• Directions: Copy every one of the records below word for word, keeping the lines in their original order.

• Task inputs:

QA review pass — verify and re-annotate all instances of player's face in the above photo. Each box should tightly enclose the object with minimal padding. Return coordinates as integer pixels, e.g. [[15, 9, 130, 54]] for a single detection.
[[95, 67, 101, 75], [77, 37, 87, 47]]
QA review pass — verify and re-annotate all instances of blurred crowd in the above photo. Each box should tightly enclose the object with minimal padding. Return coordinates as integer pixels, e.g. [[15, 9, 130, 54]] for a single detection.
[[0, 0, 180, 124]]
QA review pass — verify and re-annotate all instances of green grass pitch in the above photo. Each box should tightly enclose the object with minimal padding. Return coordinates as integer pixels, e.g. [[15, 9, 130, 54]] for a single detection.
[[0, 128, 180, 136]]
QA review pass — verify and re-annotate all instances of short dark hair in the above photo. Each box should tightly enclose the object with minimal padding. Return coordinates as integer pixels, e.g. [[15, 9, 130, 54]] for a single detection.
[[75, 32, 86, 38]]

• Answer to this problem:
QA review pass — verify and re-annotate all instances of player's face in the above photo. Each box should tightly enclose the object with minimal padding. Return coordinates as integer pixels, e.g. [[15, 9, 130, 54]] for a single detection.
[[95, 67, 101, 75], [77, 37, 87, 47]]
QA review pass — verify and re-annotate all instances of blurred crowd in the above photo. Each box should tightly enclose the object with minimal padding. Return coordinates as integer pixels, e.g. [[15, 9, 130, 54]] for a single detection.
[[0, 0, 180, 124]]
QA review pass — verify and re-annotate all instances of green grass pitch in the above photo. Each box should tightly enclose the object with minimal padding. Return coordinates as integer pixels, e.g. [[15, 9, 130, 54]] for a single detection.
[[0, 128, 180, 136]]
QA review pass — verify and re-annotate all instances of short dark hair in the above photo. Each box should tightly enclose the object with minimal padding. Return coordinates as integer pixels, e.g. [[15, 9, 130, 54]] for a single detection.
[[75, 32, 86, 38]]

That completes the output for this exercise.